## Task objective
Restate, word for word, each entry that follows, but skip its pictures.

## Given data
"""

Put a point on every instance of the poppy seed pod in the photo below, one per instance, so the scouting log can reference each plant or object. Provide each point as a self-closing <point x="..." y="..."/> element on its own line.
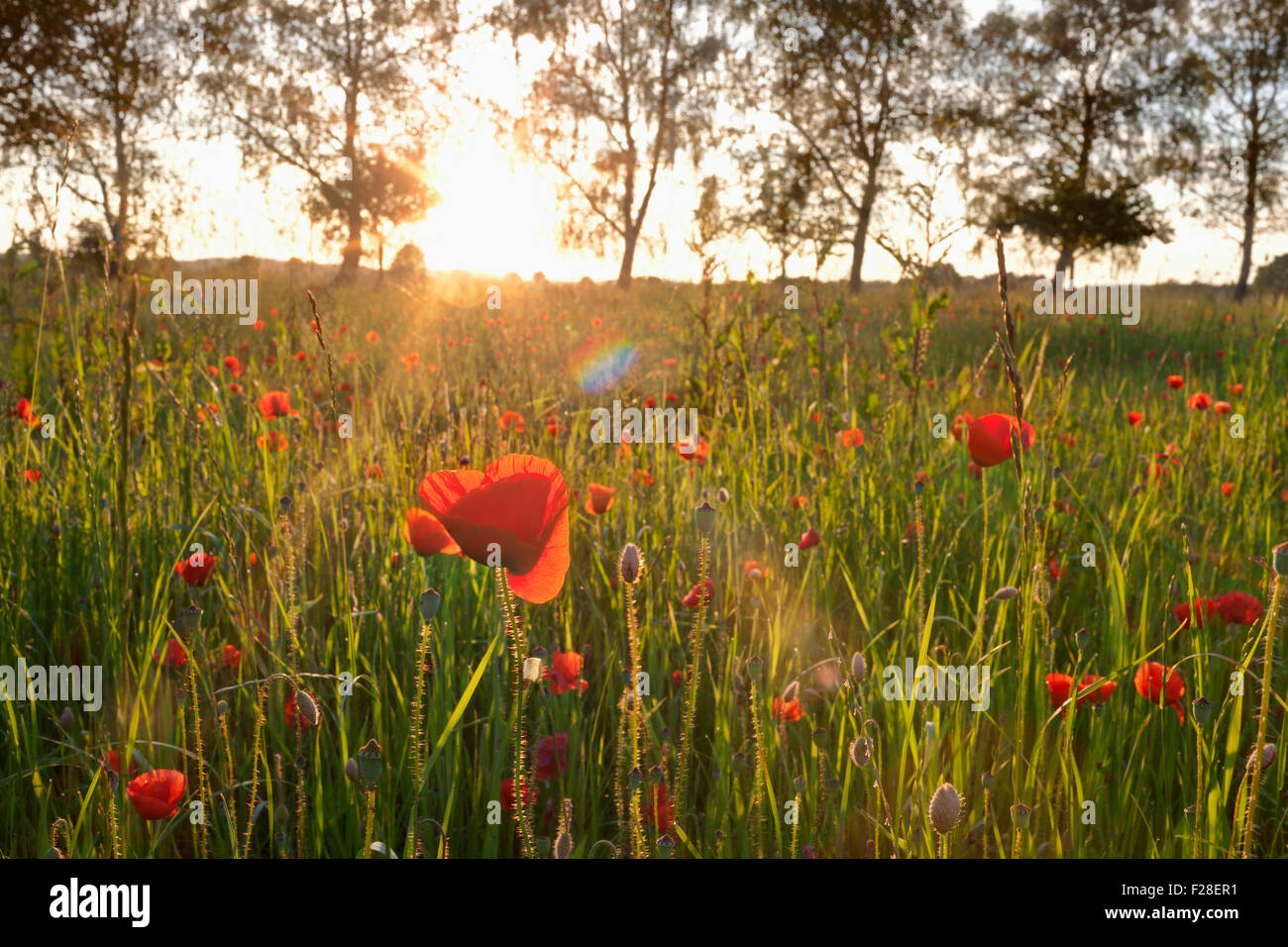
<point x="429" y="602"/>
<point x="1202" y="709"/>
<point x="861" y="751"/>
<point x="372" y="762"/>
<point x="945" y="805"/>
<point x="629" y="566"/>
<point x="1280" y="560"/>
<point x="704" y="517"/>
<point x="307" y="707"/>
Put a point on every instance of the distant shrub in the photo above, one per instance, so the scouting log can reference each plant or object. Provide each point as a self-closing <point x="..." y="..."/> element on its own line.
<point x="1273" y="277"/>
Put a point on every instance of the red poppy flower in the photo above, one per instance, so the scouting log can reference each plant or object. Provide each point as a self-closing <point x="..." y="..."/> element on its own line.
<point x="565" y="673"/>
<point x="1153" y="682"/>
<point x="1202" y="608"/>
<point x="691" y="600"/>
<point x="789" y="710"/>
<point x="657" y="809"/>
<point x="988" y="438"/>
<point x="275" y="405"/>
<point x="520" y="504"/>
<point x="507" y="792"/>
<point x="1239" y="608"/>
<point x="600" y="499"/>
<point x="426" y="535"/>
<point x="1060" y="684"/>
<point x="196" y="569"/>
<point x="550" y="757"/>
<point x="156" y="792"/>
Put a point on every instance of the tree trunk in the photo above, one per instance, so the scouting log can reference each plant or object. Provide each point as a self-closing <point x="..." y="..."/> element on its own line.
<point x="623" y="274"/>
<point x="1249" y="222"/>
<point x="861" y="232"/>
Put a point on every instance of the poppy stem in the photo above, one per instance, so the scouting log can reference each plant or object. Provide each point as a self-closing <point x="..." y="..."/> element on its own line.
<point x="1257" y="761"/>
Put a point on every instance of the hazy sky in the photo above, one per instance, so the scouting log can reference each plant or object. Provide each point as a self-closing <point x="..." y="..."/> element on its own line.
<point x="498" y="211"/>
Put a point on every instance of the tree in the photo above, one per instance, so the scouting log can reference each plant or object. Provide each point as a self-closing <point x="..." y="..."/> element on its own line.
<point x="98" y="81"/>
<point x="625" y="90"/>
<point x="1243" y="145"/>
<point x="1067" y="98"/>
<point x="846" y="81"/>
<point x="330" y="88"/>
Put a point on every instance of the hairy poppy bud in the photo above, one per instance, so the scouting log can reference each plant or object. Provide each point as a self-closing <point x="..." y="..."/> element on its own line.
<point x="945" y="805"/>
<point x="706" y="518"/>
<point x="1280" y="560"/>
<point x="861" y="751"/>
<point x="532" y="669"/>
<point x="372" y="762"/>
<point x="1202" y="709"/>
<point x="1020" y="814"/>
<point x="629" y="566"/>
<point x="307" y="706"/>
<point x="429" y="602"/>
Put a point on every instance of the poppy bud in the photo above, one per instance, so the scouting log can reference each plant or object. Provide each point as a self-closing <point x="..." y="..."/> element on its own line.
<point x="629" y="566"/>
<point x="308" y="709"/>
<point x="706" y="518"/>
<point x="429" y="603"/>
<point x="532" y="669"/>
<point x="945" y="805"/>
<point x="372" y="762"/>
<point x="1280" y="560"/>
<point x="861" y="751"/>
<point x="1202" y="709"/>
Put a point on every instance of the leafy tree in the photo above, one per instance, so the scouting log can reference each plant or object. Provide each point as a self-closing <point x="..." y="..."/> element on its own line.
<point x="334" y="89"/>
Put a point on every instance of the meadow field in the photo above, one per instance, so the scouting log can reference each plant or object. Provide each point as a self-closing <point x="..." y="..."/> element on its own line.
<point x="253" y="531"/>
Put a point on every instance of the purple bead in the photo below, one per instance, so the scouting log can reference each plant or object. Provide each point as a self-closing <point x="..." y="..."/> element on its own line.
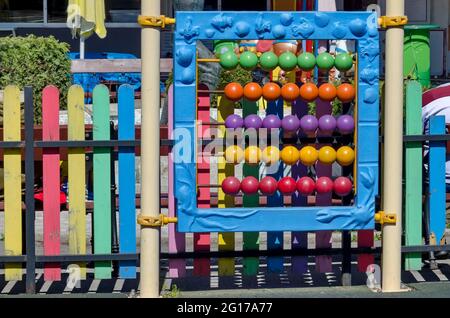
<point x="309" y="123"/>
<point x="290" y="123"/>
<point x="234" y="121"/>
<point x="252" y="121"/>
<point x="271" y="122"/>
<point x="327" y="124"/>
<point x="345" y="124"/>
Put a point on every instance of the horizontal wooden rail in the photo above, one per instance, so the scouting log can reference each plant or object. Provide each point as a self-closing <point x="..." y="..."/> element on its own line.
<point x="115" y="66"/>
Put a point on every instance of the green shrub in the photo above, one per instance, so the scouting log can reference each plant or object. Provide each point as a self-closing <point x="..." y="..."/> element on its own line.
<point x="38" y="62"/>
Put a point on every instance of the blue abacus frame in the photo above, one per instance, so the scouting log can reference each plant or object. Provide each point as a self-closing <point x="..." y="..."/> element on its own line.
<point x="194" y="26"/>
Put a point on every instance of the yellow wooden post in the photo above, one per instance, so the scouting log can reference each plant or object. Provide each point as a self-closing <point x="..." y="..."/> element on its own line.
<point x="76" y="175"/>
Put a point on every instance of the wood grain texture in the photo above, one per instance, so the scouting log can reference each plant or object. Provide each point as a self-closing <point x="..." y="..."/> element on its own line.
<point x="51" y="181"/>
<point x="413" y="175"/>
<point x="127" y="181"/>
<point x="13" y="182"/>
<point x="177" y="241"/>
<point x="102" y="181"/>
<point x="76" y="175"/>
<point x="437" y="182"/>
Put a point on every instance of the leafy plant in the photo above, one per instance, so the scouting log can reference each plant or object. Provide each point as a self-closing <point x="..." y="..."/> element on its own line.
<point x="38" y="62"/>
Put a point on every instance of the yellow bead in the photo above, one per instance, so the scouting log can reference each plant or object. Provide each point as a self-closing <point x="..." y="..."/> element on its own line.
<point x="290" y="155"/>
<point x="252" y="154"/>
<point x="345" y="156"/>
<point x="234" y="154"/>
<point x="270" y="155"/>
<point x="327" y="155"/>
<point x="308" y="155"/>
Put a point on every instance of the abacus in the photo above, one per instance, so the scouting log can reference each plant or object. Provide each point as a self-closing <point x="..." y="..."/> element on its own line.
<point x="305" y="140"/>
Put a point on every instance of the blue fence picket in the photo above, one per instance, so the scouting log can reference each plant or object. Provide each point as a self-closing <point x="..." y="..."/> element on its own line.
<point x="437" y="181"/>
<point x="127" y="181"/>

"""

## Response to this exercise
Put a point on every instance of the poppy seed pod in the photo below, one per instance, so the scouting log can reference each plant or object. Provide each point as a self-closing <point x="..." y="..."/> element on its own line.
<point x="429" y="602"/>
<point x="1202" y="709"/>
<point x="861" y="751"/>
<point x="372" y="762"/>
<point x="945" y="805"/>
<point x="629" y="566"/>
<point x="1280" y="560"/>
<point x="704" y="517"/>
<point x="307" y="707"/>
Put a point on every instance of the distant shrub in the photo above, one per instance, so the scouting log can reference each plant or object. Provide each point as a self-closing <point x="..." y="..."/> element on its own line.
<point x="1273" y="277"/>
Put a point on every instance of the red poppy flower in the photo above, one per instance, so the scouting log can reference each plant or object. Provide each point as a self-closing <point x="..." y="..."/> element on its own line.
<point x="565" y="673"/>
<point x="1153" y="682"/>
<point x="1202" y="608"/>
<point x="691" y="600"/>
<point x="789" y="710"/>
<point x="657" y="809"/>
<point x="988" y="438"/>
<point x="275" y="405"/>
<point x="520" y="504"/>
<point x="507" y="792"/>
<point x="1239" y="608"/>
<point x="600" y="499"/>
<point x="426" y="535"/>
<point x="1060" y="684"/>
<point x="196" y="569"/>
<point x="550" y="757"/>
<point x="156" y="792"/>
Put a point on every instance of the tree trunk in the photo above, one per instance, so the scouting log can reference each plant or object. Provide each point as a self-closing <point x="..." y="..."/> element on its own line.
<point x="623" y="274"/>
<point x="1249" y="222"/>
<point x="861" y="232"/>
Put a point on every instance of the poppy stem in the photo above, one per instance, so the scouting log can reference each plant or object. Provide each point as a self-closing <point x="..." y="..."/> element on its own line.
<point x="1257" y="761"/>
Put a point on every instance of the hazy sky in the photo above, one per instance, so the scouting log can reference each plant or object. Provide each point as a self-closing <point x="..." y="..."/> element on its own line.
<point x="498" y="211"/>
Put a point on every instance of the tree in the photo above, one per instance, so the scouting log can reference each plant or object. Provide each point as a self-closing <point x="..." y="..."/> element on its own line.
<point x="98" y="81"/>
<point x="625" y="90"/>
<point x="1243" y="145"/>
<point x="1067" y="98"/>
<point x="846" y="81"/>
<point x="330" y="88"/>
Put a point on every instance of the hairy poppy bud in the photo above, one per instance, so the scouting log can reference each plant or object. Provide each point as a self-closing <point x="..." y="..."/> element on its own line.
<point x="945" y="805"/>
<point x="706" y="518"/>
<point x="1280" y="560"/>
<point x="861" y="751"/>
<point x="532" y="669"/>
<point x="372" y="762"/>
<point x="1202" y="709"/>
<point x="1020" y="814"/>
<point x="629" y="566"/>
<point x="307" y="706"/>
<point x="429" y="602"/>
Put a point on every instance of the poppy bud in the photo above, one per instance, so the scouting log can reference each plant or object. Provide each point as a self-closing <point x="..." y="..."/> element on its own line.
<point x="629" y="566"/>
<point x="308" y="709"/>
<point x="706" y="518"/>
<point x="429" y="603"/>
<point x="532" y="669"/>
<point x="945" y="805"/>
<point x="372" y="762"/>
<point x="1280" y="560"/>
<point x="861" y="751"/>
<point x="1202" y="709"/>
Put a point on every instance of the leafy tree in the photo above, one per instance, so the scouting log can reference each plant or object. Provide each point as a self-closing <point x="..." y="..."/> element on its own line.
<point x="334" y="89"/>
Put a point on every instance of the meadow field in the photo above, one per instance, so the scouting log can reference each plant or object. Provide each point as a self-closing <point x="..." y="..."/> element on its own line.
<point x="253" y="531"/>
Put a point on every instance of the purple bead in the photo below, one per instance, so the scouting log can reference each plant or object. Provide each point as a self-closing <point x="..." y="..."/> element on its own line.
<point x="309" y="123"/>
<point x="290" y="123"/>
<point x="234" y="121"/>
<point x="252" y="121"/>
<point x="271" y="122"/>
<point x="327" y="124"/>
<point x="345" y="124"/>
Put a point on every instance of the horizontal wooden rail in the photo above, one per instance, so the scouting log can reference each plant or object. Provide each point as a self-closing <point x="..." y="..."/> element on its own line.
<point x="115" y="66"/>
Put a point on every instance of the green shrub in the photo above, one per instance, so the scouting log can reference each plant or object. Provide each point as a self-closing <point x="..." y="..."/> element on its own line.
<point x="38" y="62"/>
Put a point on every instance of the blue abacus frame in the photo above, one per instance, so the scouting log can reference each plant or object. Provide each point as a self-closing <point x="..." y="..."/> element on its own line.
<point x="194" y="26"/>
Put a point on every instance of the yellow wooden post in the photo above, one per instance, so the scouting log can reference each plant or object. Provide each point as a self-closing <point x="..." y="..."/> element on its own line.
<point x="76" y="175"/>
Put a point on every instance of the wood grain texture in the photo above, one per instance, so the scouting log can reference each plant or object. Provide each point as a self-closing <point x="..." y="..."/> element on its own line.
<point x="51" y="181"/>
<point x="413" y="175"/>
<point x="127" y="181"/>
<point x="13" y="182"/>
<point x="177" y="241"/>
<point x="102" y="181"/>
<point x="76" y="175"/>
<point x="437" y="182"/>
Put a point on every instance of the leafy plant in the photo above, one per instance, so the scouting log can reference each plant or object. Provide each point as a self-closing <point x="..." y="..."/> element on its own line.
<point x="38" y="62"/>
Put a point on every instance of the yellow bead in the photo above, one per instance, so the scouting log can reference each plant or object. Provide each point as a self-closing <point x="..." y="..."/> element on its own line.
<point x="290" y="155"/>
<point x="252" y="154"/>
<point x="345" y="156"/>
<point x="234" y="154"/>
<point x="270" y="155"/>
<point x="327" y="155"/>
<point x="308" y="155"/>
Put a point on every instance of the abacus in the photo above, one per instance, so the scouting log can reference each plant or object. Provide each point as a self-closing <point x="..." y="..."/> element on its own line.
<point x="305" y="140"/>
Put a point on every instance of the blue fence picket in the photo above, one per instance, so the scouting log can reference each plant or object. Provide each point as a self-closing <point x="..." y="..."/> element on its own line.
<point x="437" y="181"/>
<point x="127" y="181"/>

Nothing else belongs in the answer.